[Records from a dataset]
begin

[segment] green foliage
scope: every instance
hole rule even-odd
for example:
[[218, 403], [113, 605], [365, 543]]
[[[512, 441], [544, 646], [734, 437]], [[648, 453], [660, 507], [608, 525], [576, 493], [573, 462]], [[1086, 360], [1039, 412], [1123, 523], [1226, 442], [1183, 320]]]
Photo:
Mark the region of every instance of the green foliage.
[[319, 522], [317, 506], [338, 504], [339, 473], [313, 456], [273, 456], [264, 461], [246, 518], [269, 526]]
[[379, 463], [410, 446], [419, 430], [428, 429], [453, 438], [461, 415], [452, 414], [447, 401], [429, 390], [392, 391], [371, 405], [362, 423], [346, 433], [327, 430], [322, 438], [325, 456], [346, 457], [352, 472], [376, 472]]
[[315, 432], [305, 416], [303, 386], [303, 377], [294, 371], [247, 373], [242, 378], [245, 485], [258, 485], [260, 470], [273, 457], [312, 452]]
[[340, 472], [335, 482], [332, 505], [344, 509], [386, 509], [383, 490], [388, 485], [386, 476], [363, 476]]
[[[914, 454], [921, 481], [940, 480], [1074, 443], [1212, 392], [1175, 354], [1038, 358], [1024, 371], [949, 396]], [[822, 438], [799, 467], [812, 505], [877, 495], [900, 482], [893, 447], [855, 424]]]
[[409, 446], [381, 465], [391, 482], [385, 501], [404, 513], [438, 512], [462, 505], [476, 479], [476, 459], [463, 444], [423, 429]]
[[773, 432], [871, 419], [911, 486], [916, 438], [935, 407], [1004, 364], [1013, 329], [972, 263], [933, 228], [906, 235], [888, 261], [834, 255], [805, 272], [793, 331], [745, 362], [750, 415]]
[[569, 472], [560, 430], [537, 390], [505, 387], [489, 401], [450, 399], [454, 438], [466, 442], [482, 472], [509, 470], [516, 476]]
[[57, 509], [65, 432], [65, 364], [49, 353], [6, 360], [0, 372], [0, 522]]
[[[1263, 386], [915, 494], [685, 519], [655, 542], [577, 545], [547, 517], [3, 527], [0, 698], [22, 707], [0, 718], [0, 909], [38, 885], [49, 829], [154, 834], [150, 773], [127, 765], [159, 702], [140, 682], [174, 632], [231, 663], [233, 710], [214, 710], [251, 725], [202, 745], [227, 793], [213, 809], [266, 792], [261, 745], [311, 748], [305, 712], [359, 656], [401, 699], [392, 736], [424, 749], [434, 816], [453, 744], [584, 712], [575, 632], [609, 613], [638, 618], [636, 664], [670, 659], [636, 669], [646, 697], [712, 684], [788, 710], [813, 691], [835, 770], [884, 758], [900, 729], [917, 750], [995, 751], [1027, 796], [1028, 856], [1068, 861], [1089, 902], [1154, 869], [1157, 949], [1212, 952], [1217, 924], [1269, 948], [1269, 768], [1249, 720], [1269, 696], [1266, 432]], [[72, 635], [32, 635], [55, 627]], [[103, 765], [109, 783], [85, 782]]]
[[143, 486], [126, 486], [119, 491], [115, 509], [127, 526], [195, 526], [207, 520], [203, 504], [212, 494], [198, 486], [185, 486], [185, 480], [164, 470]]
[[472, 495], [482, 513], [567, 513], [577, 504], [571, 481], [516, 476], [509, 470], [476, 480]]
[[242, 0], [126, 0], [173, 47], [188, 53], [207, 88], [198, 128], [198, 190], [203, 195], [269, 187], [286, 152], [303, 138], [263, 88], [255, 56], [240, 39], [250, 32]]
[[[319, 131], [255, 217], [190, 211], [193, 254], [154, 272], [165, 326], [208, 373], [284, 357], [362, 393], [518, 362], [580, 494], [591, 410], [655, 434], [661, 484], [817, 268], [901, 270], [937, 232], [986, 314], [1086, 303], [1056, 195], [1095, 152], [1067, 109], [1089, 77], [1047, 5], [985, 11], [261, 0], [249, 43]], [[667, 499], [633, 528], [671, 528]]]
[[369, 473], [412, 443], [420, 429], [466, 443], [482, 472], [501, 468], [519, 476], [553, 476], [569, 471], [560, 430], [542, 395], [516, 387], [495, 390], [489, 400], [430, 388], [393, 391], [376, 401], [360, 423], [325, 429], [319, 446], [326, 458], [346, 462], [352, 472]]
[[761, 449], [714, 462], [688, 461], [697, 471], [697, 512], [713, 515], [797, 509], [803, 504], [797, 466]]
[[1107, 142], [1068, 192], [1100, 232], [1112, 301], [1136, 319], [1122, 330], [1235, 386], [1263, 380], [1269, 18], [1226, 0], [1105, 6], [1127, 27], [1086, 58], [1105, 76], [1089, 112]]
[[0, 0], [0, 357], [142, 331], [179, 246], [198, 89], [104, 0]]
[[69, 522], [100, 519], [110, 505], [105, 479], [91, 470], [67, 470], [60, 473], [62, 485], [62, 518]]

end

Can you transcribe, word for word, the lines from the very first one through the line containing "472], [376, 472]]", both ends included?

[segment] green foliage
scope: every instance
hole rule even-odd
for example:
[[218, 403], [113, 605], [365, 543]]
[[[512, 441], [544, 646], [734, 437]], [[648, 453], [660, 507], [608, 525], [576, 493], [573, 462]], [[1086, 360], [1039, 412], [1123, 523], [1226, 442], [1183, 320]]]
Photo:
Mark the region of every instance of the green foliage.
[[319, 522], [317, 506], [338, 504], [339, 473], [313, 456], [273, 456], [264, 461], [246, 518], [269, 526]]
[[379, 463], [410, 446], [419, 430], [428, 429], [453, 438], [461, 415], [452, 414], [447, 401], [429, 390], [392, 391], [371, 405], [362, 423], [346, 433], [327, 430], [322, 438], [325, 456], [346, 457], [352, 472], [376, 472]]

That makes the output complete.